● **Directive**
Count the lines in the records below that contain the word "leaves". Reply with the number alone.
--- Start ---
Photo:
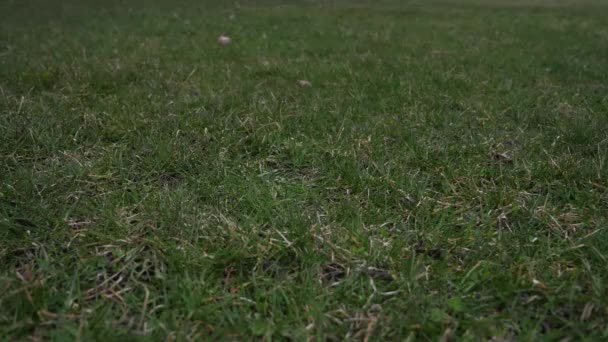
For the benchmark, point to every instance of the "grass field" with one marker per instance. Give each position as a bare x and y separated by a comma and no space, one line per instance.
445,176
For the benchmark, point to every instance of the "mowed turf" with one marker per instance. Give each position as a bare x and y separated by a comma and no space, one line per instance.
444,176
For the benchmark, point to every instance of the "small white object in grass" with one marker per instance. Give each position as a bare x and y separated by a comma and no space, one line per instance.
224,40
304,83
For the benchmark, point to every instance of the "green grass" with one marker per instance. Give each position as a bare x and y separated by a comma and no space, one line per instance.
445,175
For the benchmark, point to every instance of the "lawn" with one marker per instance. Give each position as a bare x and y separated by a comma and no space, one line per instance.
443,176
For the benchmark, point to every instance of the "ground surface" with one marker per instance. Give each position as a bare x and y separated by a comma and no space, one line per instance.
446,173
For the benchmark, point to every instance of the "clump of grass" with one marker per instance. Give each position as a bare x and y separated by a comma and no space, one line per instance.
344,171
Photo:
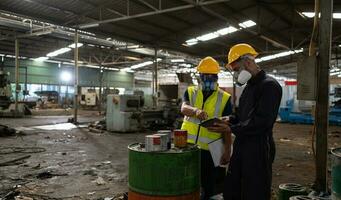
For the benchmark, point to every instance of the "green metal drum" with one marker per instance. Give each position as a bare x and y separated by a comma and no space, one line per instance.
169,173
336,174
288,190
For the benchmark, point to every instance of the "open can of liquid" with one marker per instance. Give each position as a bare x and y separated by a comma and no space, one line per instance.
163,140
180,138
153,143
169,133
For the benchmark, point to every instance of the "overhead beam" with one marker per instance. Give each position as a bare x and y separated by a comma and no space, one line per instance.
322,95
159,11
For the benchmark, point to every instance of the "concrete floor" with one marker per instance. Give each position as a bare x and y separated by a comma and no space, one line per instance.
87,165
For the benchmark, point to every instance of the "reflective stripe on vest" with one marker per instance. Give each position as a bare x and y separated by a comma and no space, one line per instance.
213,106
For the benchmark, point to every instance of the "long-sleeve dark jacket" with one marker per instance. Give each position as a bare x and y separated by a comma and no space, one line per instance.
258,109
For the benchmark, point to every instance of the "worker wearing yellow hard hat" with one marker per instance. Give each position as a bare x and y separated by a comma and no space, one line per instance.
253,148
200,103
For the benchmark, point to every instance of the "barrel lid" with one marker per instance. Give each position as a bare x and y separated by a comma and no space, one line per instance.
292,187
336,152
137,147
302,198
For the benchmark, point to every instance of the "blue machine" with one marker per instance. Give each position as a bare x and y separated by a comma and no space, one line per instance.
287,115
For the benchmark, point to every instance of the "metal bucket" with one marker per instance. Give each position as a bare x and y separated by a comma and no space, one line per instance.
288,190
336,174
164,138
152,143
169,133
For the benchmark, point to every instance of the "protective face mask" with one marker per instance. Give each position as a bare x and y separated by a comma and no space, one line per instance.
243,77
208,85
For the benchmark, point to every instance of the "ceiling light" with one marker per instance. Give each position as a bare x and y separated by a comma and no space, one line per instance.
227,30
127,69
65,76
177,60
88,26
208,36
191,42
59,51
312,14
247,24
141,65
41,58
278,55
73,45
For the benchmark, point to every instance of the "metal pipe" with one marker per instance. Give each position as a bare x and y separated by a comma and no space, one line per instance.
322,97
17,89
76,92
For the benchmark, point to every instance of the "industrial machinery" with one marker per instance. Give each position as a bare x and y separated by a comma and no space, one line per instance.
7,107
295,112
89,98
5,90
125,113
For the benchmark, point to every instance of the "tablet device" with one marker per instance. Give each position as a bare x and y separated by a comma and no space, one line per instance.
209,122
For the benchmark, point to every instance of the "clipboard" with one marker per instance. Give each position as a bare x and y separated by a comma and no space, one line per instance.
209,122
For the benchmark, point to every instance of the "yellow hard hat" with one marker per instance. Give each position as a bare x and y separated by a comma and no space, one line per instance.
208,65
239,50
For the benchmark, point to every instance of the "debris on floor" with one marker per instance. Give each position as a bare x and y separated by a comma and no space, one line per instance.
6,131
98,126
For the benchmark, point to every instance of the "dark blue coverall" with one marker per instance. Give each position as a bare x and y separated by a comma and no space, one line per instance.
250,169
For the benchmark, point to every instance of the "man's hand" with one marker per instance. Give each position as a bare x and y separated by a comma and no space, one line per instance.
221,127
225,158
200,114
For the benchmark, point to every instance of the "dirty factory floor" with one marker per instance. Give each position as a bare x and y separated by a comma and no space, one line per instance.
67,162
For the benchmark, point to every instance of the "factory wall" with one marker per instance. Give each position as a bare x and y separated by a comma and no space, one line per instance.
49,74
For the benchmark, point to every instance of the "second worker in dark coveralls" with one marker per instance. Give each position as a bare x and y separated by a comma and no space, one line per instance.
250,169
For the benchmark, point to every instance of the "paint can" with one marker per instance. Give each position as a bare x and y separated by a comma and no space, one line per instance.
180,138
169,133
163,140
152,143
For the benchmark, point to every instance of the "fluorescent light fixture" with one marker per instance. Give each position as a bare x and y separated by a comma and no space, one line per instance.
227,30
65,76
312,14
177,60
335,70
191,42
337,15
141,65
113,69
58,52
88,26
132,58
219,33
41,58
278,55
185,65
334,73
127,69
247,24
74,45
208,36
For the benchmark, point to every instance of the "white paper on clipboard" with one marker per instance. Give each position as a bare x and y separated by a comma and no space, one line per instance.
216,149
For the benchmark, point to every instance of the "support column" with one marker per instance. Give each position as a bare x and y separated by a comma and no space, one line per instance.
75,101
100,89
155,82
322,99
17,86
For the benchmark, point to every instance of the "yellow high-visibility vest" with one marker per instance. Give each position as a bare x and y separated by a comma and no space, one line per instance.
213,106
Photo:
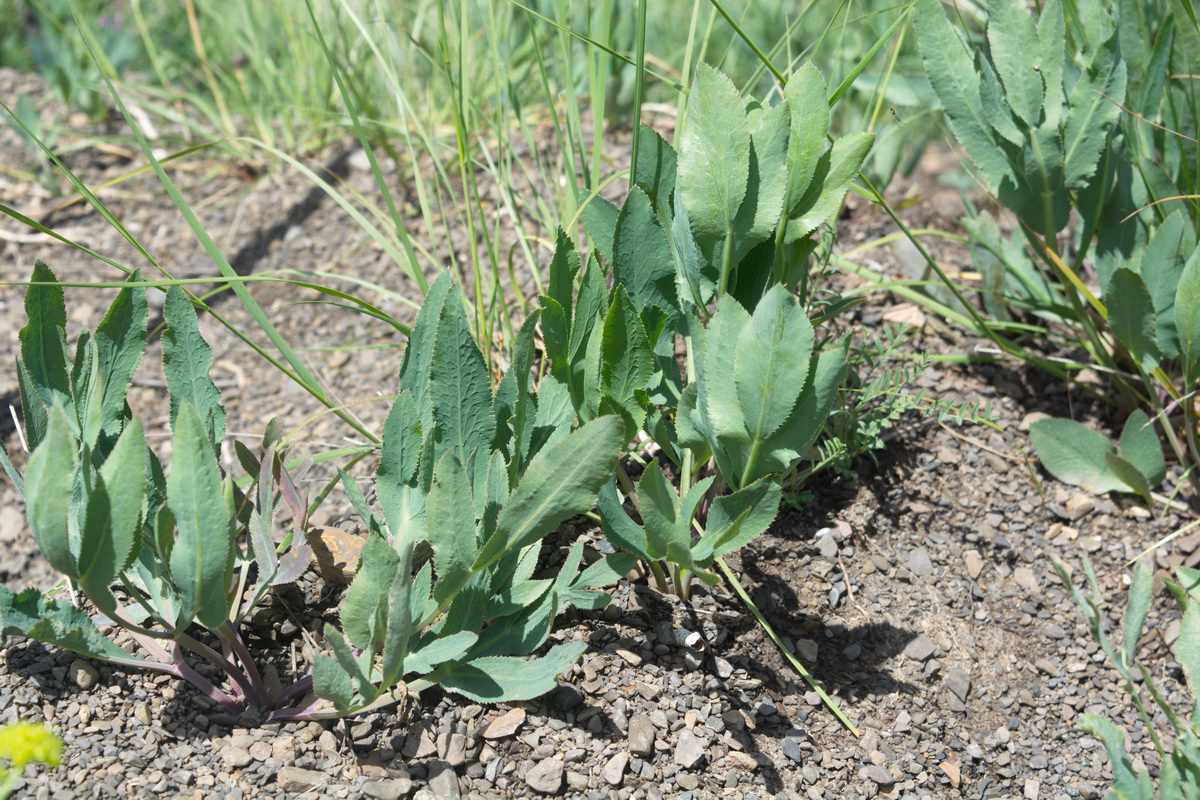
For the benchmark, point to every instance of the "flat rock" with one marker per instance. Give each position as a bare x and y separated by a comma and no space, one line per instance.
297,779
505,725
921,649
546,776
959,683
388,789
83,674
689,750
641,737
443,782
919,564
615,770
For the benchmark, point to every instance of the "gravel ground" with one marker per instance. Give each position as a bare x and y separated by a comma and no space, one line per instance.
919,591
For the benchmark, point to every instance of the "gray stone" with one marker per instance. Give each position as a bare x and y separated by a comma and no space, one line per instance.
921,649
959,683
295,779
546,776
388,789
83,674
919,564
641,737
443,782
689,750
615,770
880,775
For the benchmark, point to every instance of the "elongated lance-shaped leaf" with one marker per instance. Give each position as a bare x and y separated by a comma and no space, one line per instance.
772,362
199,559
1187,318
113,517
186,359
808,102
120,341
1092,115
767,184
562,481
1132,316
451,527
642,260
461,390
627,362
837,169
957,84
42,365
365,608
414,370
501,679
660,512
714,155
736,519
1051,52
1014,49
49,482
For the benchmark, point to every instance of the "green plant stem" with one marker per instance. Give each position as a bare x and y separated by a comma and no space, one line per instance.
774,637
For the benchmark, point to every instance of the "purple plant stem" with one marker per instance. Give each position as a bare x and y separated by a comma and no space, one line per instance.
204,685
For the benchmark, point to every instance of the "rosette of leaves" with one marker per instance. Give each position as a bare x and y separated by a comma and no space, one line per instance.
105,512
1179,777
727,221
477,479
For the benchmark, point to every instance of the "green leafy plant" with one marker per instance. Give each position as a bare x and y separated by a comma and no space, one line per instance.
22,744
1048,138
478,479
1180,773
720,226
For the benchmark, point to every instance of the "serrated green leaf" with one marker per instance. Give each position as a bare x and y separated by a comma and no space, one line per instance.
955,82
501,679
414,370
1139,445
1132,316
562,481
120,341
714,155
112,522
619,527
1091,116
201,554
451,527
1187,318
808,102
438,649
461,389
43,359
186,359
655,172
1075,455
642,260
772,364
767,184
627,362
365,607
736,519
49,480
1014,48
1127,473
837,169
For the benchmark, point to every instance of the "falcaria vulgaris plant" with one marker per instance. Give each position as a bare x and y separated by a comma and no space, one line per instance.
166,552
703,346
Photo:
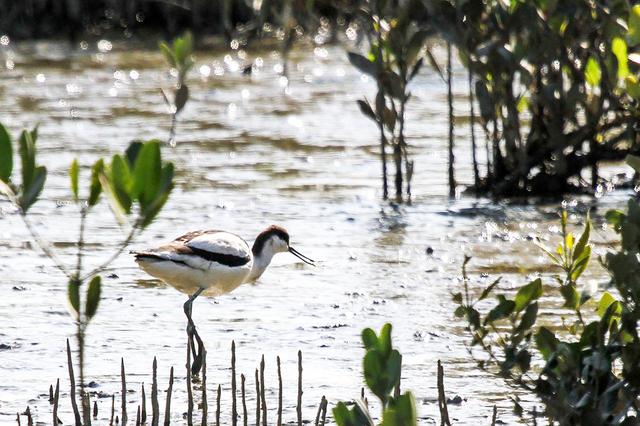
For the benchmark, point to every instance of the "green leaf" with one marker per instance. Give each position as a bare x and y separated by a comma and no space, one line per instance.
--- End ---
--- Start ---
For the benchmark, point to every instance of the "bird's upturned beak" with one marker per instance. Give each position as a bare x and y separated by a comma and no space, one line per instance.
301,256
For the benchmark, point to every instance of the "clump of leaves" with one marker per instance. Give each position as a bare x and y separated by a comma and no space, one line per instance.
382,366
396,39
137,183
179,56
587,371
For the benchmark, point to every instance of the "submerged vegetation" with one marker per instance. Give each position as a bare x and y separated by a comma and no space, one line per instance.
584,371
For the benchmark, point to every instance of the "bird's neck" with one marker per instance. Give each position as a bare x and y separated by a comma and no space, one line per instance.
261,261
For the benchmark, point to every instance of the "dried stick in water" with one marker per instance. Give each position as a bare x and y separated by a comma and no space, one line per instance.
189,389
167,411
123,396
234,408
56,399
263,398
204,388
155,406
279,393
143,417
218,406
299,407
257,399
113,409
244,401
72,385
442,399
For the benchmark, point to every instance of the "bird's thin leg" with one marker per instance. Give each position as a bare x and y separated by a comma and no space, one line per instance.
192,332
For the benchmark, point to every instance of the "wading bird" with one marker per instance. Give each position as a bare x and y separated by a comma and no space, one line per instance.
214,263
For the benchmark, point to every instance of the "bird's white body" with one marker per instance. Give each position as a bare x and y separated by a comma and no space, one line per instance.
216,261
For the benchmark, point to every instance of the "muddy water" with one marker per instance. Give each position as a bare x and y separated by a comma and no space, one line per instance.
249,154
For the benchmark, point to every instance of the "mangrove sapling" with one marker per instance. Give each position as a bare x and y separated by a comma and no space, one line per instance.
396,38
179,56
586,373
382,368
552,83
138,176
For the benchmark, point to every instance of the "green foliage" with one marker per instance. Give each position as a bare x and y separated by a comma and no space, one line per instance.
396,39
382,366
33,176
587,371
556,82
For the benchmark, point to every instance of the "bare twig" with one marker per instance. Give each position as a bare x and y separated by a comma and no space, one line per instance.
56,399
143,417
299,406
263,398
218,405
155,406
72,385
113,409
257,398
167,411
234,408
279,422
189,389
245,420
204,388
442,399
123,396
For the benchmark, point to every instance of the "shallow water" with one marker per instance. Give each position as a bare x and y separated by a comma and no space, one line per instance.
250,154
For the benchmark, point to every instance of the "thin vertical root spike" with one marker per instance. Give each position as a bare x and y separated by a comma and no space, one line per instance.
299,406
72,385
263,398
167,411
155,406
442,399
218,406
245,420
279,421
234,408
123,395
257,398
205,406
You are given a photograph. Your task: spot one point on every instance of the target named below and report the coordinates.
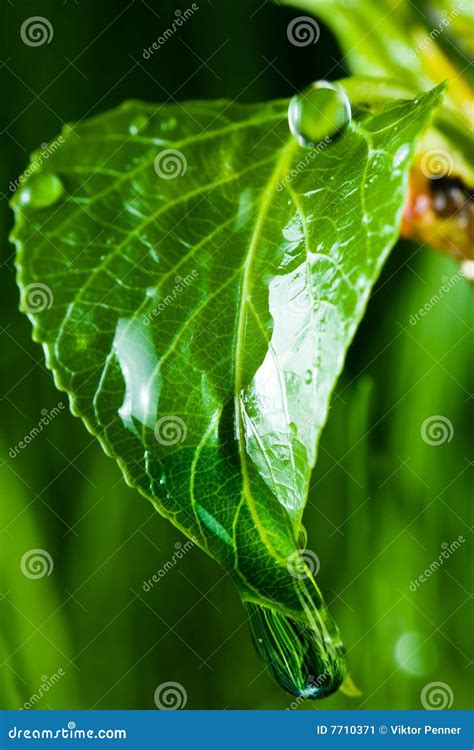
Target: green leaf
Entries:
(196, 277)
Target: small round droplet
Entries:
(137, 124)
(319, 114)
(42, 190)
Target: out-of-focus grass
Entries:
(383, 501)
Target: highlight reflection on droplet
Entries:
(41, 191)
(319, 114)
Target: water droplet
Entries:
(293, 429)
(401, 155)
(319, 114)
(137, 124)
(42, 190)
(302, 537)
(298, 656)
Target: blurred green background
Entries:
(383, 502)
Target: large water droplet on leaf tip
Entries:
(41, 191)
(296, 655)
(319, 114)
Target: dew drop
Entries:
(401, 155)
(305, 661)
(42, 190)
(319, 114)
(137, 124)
--- End ---
● **Result below**
2